- _DOCUMENT SECTION_
○ ○ ○ ○ ○ ○ ○
I have spent much of my career working to bring pathology into the spotlight – not for recognition, but because that is where real impact happens. I built the first all-female genomic pathology research team in the Middle East. It was about more than gender equity (though that mattered); it was about showing that pathology could be innovative, bold, and relevant in regions often excluded from the global conversation.
As a pathologist-scientist, I established one of the region’s first molecular pathology platforms, enabling access to advanced therapeutics that would otherwise have been unavailable. I was the lead investigator introducing Nivolumab for patients with CMMRD, a rare inherited cancer syndrome, and I led one of the first-ever uses of Larotrectinib as a first-line therapy for infantile high-grade gliomas with NTRK fusions. These weren’t just clinical milestones; they were deliberate efforts to demonstrate that pathology can and should drive therapeutic innovation.
I also led the publication of the first open-reference genome from an Arab population, built on FAIR data principles (Findable, Accessible, Interoperable, and Reusable). Representation matters, and Arab populations have long been underrepresented in genomic studies. Making this data open-source was not just a technical choice – it was an ethical one.
○ ○ ○ ○ ○ ○ ○
- _SUPPLIED MATERIAL_
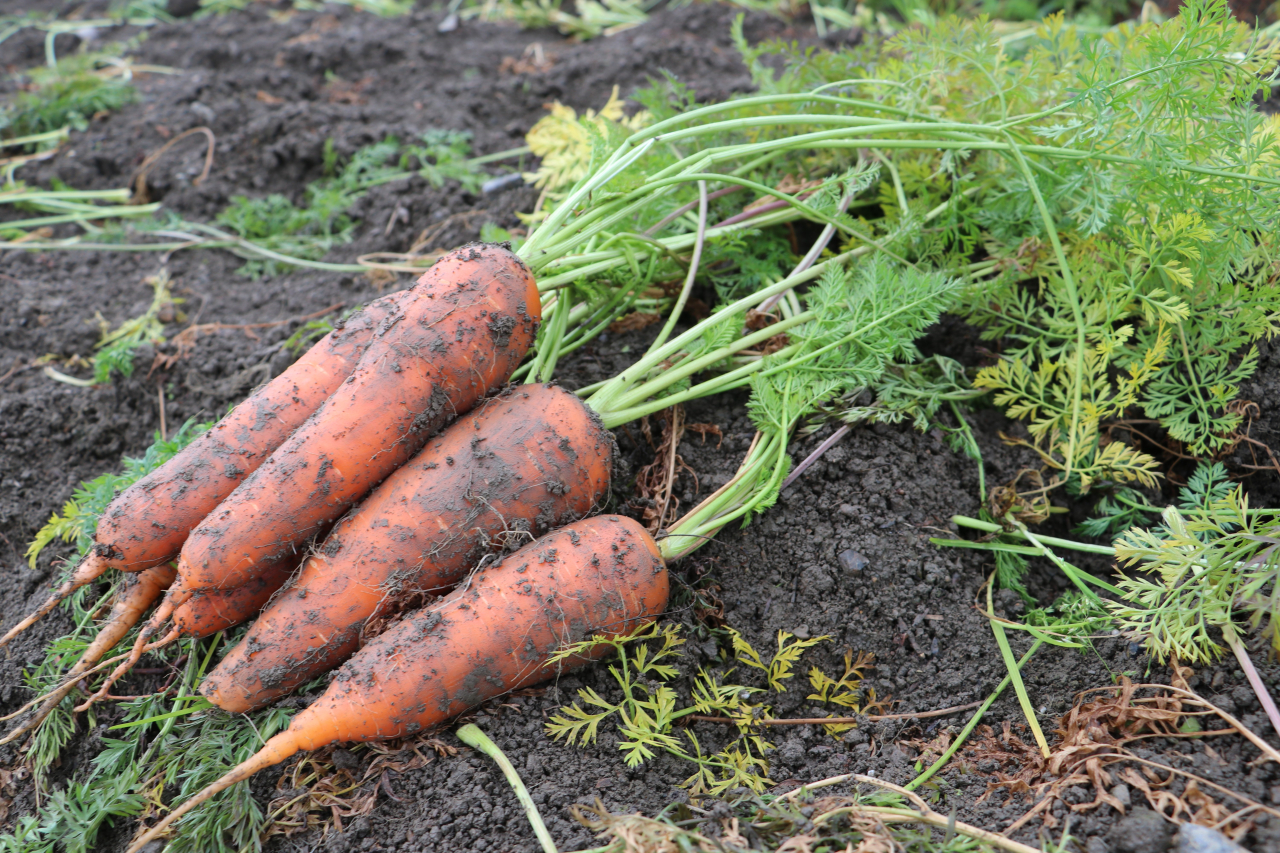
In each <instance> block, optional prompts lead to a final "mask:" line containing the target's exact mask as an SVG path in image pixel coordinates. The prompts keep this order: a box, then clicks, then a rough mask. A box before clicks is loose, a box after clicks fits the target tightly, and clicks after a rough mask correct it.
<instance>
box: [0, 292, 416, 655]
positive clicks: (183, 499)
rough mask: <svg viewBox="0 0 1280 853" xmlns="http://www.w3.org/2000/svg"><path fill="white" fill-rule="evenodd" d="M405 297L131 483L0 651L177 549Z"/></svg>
○ ○ ○ ○ ○ ○ ○
- _PROBLEM 1_
In the passage on pathology work, why does the author call making the Arab reference genome open-source more than a technical choice? Answer in one to three sentences.
- _PROBLEM 2_
Pick up the passage on pathology work where it stops and continue it.

- _YOUR RESPONSE 1_
The author calls it an ethical choice because representation matters and Arab populations have long been underrepresented in genomic studies.

- _YOUR RESPONSE 2_
Beyond research, I have worked to embed pathology into broader systems of care and policy. As a commissioner for the Lancet Commission on Personalized Medicine, I contribute to frameworks that place pathology at the center of global healthcare. At Emory’s Center for Empathetic AI, I have helped develop multimodal AI models for brain tumors that use only H&E slides and radiology imaging – making molecular-level diagnostics accessible in underserved communities without expensive sequencing.
I have also co-founded startups in digital pathology and genomics because I believe we must create the tools we wish existed – especially when existing systems are too slow to adapt.
Now, as one of the few female pathology chairs in the United States, I remain focused on pushing boundaries: integrating pathology into value-based care, strengthening educational pipelines, mentoring the next generation, and expanding our reach through digital and molecular platforms.
My influence style has always been through storytelling. I encourage colleagues to share the stories behind the slides. Pathologists do so much for patients – but unless we tell those stories, no one will ever know.